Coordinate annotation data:
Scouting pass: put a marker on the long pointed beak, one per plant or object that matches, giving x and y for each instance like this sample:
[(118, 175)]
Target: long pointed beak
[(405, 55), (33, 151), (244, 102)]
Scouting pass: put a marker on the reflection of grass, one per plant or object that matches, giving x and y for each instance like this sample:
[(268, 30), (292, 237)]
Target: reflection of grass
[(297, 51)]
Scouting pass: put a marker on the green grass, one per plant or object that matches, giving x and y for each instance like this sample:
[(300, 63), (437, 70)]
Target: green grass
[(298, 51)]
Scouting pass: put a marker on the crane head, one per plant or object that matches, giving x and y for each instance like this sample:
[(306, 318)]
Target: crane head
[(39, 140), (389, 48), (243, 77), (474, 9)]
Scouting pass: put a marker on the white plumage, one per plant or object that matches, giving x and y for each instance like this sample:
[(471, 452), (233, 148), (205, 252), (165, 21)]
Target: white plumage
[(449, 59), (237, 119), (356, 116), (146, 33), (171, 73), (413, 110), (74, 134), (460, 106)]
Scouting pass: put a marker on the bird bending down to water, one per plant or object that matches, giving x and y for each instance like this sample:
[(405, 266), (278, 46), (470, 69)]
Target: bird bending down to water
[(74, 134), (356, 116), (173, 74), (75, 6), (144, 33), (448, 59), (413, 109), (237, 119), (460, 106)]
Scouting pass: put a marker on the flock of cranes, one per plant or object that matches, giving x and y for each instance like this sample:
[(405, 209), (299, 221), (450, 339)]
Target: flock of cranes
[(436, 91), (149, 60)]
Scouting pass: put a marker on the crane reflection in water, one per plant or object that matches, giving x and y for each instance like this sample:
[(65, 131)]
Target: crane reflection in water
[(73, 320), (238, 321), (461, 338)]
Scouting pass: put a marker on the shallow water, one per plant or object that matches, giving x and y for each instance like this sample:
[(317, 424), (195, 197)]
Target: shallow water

## GIVEN TASK
Can you express the data above, from the line containing "Scouting pass: put a marker on the white" through the line containing "Target: white plumage", as a JSON list of strings with one string per line and blank lines omitted?

## RIGHT ANSWER
[
  "Scouting pass: put a marker on the white plumage, one per plant or object that matches, giving x and y for each instance like this sample:",
  "[(471, 452), (233, 148), (205, 252), (165, 21)]",
  "Target: white plumage"
]